(Records pointing to named objects)
━━━━━━
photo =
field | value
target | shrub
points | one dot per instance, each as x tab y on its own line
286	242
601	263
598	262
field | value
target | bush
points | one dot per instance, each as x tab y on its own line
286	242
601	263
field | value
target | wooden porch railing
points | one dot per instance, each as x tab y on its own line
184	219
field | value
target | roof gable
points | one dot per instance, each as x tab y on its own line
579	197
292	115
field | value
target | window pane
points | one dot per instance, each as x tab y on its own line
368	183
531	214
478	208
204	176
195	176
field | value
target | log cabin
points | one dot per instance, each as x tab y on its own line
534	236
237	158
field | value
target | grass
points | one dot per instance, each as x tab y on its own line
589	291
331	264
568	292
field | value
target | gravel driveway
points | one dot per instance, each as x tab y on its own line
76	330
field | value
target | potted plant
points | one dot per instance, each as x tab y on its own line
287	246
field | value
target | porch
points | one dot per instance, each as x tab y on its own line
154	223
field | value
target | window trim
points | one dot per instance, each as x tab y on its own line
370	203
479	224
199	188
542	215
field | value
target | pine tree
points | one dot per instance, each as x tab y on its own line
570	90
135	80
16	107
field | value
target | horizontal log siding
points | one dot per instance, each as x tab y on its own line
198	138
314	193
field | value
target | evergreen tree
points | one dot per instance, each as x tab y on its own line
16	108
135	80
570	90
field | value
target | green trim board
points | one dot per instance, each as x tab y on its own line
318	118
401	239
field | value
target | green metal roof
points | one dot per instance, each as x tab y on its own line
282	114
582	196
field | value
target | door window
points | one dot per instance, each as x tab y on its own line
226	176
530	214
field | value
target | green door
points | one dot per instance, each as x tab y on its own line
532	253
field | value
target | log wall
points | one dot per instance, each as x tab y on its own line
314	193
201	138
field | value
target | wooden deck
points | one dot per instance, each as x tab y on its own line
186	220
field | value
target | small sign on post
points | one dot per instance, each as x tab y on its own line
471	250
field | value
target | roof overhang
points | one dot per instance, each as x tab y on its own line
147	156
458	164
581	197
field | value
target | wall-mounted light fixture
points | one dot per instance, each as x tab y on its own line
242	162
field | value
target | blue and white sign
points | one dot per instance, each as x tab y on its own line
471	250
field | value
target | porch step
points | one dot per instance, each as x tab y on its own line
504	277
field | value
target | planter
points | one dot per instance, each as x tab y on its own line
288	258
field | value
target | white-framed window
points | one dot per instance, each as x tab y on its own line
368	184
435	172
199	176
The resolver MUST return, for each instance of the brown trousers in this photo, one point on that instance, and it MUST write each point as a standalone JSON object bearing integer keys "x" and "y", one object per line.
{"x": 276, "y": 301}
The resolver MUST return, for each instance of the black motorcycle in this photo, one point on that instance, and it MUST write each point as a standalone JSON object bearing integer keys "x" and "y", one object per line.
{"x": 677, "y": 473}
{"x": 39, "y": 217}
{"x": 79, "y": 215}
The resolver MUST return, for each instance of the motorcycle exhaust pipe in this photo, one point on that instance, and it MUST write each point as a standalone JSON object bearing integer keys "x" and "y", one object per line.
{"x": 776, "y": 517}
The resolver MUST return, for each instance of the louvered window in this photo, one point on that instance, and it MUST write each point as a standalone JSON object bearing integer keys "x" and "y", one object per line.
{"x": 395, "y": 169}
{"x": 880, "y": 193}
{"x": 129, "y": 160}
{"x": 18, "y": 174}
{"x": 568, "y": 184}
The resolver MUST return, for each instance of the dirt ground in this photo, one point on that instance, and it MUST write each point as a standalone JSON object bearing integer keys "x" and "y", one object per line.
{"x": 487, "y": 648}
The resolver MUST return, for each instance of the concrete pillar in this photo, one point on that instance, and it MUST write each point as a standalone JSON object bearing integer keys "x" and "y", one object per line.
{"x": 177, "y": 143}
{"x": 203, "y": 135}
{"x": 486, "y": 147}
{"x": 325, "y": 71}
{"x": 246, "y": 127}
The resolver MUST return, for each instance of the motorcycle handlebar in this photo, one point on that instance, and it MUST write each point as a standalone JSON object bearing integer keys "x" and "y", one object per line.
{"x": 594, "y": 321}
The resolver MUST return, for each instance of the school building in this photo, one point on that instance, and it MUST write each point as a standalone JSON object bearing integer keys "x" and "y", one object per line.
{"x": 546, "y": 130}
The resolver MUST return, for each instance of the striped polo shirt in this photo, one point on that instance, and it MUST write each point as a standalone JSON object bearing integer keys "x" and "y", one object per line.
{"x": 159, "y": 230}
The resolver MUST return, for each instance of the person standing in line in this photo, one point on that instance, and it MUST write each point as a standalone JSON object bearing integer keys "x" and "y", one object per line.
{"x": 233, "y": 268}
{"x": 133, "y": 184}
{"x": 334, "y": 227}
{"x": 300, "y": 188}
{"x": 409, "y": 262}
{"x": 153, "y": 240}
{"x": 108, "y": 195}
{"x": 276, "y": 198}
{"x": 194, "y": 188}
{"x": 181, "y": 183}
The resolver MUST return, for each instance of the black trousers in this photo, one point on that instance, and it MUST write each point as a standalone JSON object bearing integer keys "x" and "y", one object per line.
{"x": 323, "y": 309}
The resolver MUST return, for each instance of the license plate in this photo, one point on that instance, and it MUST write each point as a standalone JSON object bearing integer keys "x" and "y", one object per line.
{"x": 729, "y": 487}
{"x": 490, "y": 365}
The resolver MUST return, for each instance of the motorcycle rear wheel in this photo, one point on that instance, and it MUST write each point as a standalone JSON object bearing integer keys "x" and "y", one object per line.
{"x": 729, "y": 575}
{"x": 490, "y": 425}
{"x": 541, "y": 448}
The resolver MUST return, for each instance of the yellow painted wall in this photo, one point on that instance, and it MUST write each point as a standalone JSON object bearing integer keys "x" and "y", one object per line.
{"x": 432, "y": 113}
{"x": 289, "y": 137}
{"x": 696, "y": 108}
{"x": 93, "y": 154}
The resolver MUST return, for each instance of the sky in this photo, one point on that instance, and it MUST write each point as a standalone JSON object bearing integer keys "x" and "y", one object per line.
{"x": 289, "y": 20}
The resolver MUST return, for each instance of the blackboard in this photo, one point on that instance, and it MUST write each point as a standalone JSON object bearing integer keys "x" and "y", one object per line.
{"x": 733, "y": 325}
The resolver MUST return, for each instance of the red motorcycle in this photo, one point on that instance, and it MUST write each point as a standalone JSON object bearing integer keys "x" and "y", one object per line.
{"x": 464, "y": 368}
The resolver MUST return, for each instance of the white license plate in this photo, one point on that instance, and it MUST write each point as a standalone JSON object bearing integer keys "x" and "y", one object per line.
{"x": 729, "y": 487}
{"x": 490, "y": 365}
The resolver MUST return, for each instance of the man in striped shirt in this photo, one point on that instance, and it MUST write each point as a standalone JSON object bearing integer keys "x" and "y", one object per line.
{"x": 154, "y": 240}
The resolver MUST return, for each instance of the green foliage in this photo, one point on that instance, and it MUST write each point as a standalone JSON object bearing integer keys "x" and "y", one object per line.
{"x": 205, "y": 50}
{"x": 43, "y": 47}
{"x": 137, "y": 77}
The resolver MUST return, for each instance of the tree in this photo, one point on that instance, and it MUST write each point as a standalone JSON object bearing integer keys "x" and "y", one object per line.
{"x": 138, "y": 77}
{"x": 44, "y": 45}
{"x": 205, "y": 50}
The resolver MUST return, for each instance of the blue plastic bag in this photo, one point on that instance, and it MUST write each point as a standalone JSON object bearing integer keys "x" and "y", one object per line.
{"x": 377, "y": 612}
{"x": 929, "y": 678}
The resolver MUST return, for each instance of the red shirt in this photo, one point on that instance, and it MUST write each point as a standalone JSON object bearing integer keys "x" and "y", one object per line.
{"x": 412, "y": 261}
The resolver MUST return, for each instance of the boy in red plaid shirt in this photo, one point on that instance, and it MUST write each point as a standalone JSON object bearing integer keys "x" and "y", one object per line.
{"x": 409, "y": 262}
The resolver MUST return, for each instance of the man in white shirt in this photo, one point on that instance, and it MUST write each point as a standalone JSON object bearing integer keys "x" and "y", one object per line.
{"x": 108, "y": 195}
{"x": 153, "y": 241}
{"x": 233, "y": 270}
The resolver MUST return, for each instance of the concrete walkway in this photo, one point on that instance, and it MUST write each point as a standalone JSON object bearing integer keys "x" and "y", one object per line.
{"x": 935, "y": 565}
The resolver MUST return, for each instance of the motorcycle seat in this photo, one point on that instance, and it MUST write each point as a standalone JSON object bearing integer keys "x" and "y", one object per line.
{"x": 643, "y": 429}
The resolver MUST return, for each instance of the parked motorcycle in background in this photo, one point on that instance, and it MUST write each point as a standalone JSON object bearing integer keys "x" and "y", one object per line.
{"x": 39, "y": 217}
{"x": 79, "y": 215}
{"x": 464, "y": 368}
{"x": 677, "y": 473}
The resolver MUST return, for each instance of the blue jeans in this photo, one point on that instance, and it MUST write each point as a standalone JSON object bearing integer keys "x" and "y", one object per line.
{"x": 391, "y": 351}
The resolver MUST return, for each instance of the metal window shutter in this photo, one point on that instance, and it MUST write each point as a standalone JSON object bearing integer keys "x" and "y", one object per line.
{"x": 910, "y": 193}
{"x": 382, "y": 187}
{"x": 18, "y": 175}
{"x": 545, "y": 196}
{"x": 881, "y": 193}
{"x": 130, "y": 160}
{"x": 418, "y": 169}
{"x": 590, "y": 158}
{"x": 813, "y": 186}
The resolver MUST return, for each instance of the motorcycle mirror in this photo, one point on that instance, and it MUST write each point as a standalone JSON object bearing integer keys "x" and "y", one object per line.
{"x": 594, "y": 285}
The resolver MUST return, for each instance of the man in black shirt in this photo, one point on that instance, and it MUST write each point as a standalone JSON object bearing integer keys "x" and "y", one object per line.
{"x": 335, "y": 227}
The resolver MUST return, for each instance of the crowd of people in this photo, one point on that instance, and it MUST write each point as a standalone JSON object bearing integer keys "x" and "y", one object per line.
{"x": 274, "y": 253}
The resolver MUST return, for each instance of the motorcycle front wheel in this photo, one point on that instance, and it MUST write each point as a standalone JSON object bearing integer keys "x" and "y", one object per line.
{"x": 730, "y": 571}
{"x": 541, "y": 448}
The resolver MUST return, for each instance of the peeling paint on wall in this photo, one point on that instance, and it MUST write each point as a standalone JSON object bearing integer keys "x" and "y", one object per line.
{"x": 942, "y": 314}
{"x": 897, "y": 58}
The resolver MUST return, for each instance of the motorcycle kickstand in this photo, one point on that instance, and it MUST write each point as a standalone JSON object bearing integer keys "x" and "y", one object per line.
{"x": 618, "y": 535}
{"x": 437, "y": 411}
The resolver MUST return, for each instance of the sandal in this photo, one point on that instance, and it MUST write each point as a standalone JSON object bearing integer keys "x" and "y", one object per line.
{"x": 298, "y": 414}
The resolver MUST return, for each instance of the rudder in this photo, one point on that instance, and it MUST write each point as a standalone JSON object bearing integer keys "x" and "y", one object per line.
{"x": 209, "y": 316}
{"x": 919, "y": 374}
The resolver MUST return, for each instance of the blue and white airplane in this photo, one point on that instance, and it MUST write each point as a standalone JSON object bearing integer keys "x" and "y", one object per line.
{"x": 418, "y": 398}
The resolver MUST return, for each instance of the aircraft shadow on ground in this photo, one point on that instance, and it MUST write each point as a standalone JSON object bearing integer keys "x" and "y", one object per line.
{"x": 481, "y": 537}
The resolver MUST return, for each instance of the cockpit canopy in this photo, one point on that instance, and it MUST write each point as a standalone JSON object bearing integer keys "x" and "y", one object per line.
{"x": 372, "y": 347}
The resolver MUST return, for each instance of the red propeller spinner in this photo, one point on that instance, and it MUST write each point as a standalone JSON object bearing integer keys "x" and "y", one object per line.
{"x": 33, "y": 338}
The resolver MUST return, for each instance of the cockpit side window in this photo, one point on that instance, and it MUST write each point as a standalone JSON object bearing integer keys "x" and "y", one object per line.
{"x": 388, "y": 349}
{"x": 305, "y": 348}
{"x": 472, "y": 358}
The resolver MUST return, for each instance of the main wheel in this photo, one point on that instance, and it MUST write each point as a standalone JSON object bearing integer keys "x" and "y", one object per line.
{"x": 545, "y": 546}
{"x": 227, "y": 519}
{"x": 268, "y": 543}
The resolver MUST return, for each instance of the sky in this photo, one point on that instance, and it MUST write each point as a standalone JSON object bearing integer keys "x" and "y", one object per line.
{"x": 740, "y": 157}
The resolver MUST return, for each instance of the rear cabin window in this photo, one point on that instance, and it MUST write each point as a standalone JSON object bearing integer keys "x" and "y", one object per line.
━━━━━━
**Problem to solve:** Identify each line of the records above that contains the word "door", treating uppercase and lowercase as distinct, and copy every such line.

**Answer in full:**
target | door window
target | green door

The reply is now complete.